--- start SUPPLIED ENTRIES ---
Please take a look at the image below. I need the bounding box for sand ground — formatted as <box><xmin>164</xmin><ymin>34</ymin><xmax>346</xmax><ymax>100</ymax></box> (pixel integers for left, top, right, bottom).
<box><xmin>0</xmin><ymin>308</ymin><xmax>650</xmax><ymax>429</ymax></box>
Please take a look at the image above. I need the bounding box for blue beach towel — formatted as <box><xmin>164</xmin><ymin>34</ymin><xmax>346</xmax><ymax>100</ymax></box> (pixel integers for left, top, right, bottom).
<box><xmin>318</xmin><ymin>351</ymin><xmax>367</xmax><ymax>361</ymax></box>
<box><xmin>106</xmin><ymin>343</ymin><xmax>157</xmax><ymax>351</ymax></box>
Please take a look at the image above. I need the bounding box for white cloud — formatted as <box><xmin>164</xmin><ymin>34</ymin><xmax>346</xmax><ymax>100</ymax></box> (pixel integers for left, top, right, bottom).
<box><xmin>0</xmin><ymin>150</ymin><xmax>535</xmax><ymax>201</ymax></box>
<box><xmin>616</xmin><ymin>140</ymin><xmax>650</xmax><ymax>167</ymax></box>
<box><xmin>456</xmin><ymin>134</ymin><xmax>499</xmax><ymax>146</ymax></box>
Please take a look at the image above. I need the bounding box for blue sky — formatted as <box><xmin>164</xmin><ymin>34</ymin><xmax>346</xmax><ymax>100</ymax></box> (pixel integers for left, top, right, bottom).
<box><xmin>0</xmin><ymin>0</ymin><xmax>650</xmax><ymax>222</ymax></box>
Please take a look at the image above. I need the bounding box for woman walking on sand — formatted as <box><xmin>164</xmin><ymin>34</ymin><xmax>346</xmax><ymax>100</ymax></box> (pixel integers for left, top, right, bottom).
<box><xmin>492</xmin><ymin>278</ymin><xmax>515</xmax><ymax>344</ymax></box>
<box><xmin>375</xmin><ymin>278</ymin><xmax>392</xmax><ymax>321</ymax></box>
--- end SUPPLIED ENTRIES ---
--- start SUPPLIED ENTRIES ---
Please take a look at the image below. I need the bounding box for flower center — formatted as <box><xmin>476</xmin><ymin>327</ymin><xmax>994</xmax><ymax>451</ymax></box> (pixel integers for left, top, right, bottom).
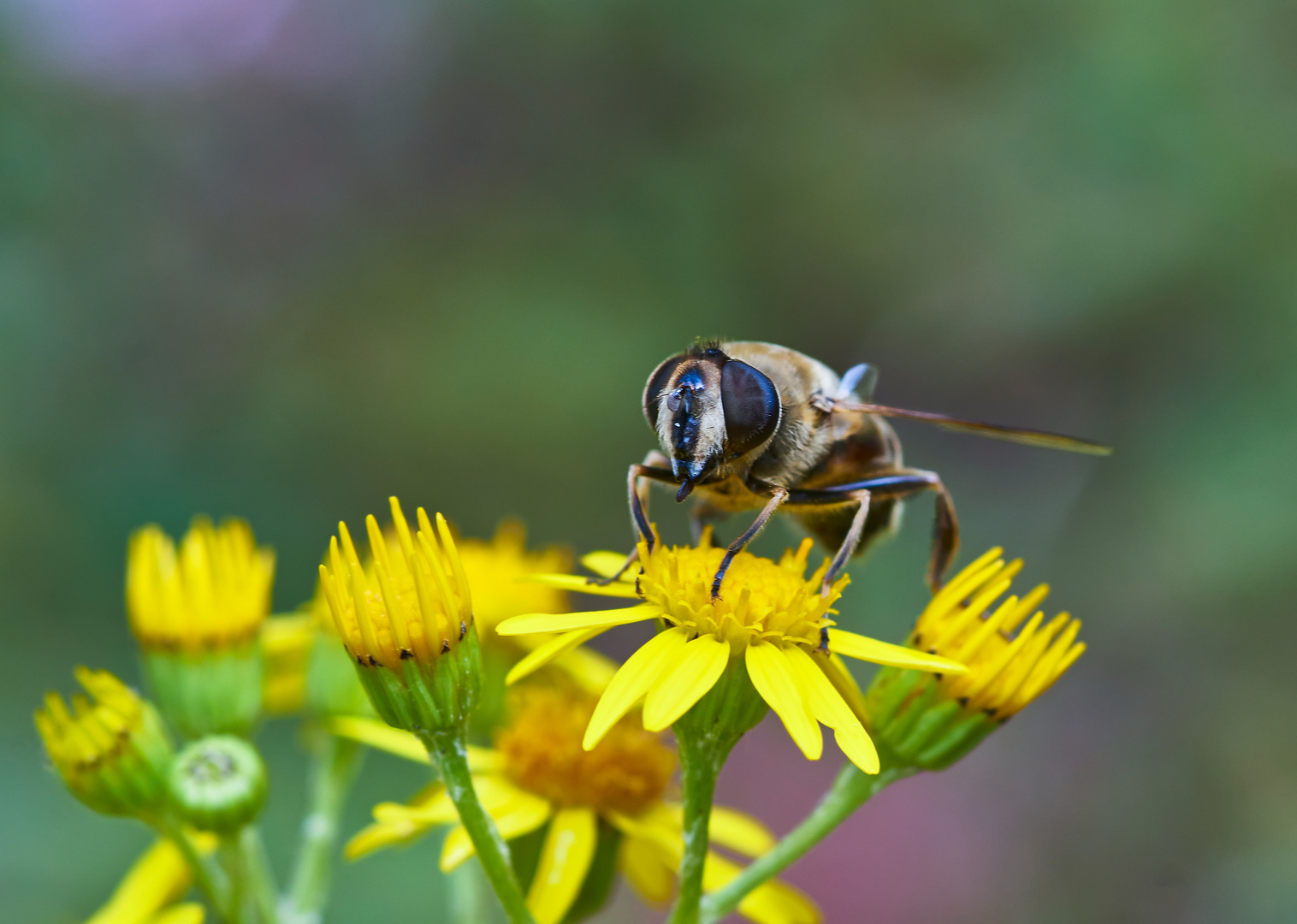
--- end SUPPLIED ENTRIES ---
--- start SUPPLIED ENTRIES ---
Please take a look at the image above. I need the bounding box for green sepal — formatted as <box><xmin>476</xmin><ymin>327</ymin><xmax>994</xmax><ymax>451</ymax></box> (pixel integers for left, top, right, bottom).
--- end SUPPLIED ENTRIES ---
• [EXERCISE DESCRIPTION] Which lines in the items above contain the word "formatted"? Pull out each such line in full.

• [THE REPLY]
Please take a look at the image below. I need the bounding box for sand ground — formatted as <box><xmin>164</xmin><ymin>34</ymin><xmax>346</xmax><ymax>100</ymax></box> (pixel integers for left, top, right, bottom).
Please take a look at the image above. I need the bounding box for blue beach towel — formatted as <box><xmin>164</xmin><ymin>34</ymin><xmax>346</xmax><ymax>100</ymax></box> (pixel integers for left, top, right, bottom).
Please take a look at the image above. I need the bounding box for white cloud — formatted as <box><xmin>164</xmin><ymin>34</ymin><xmax>346</xmax><ymax>100</ymax></box> (pixel integers for left, top, right, bottom).
Please take a look at the image above. I need the bounding box for blue sky — formatted as <box><xmin>164</xmin><ymin>34</ymin><xmax>346</xmax><ymax>100</ymax></box> (pixel integers for left, top, right, bottom).
Please take a look at the image above. I need the bounding box for woman walking on sand — formatted as <box><xmin>164</xmin><ymin>34</ymin><xmax>346</xmax><ymax>100</ymax></box> (pixel integers for left, top, right, bottom).
Please take a look at the image below. I need the bounding box for flower center — formatted as <box><xmin>476</xmin><ymin>327</ymin><xmax>994</xmax><ymax>451</ymax></box> (pixel integers for left, top, right, bottom).
Please take a look at the image above. I need the bounding box for green sepal — formatted as <box><xmin>476</xmin><ymin>327</ymin><xmax>994</xmax><ymax>451</ymax></box> (pixel integers for left, top, right, bottom).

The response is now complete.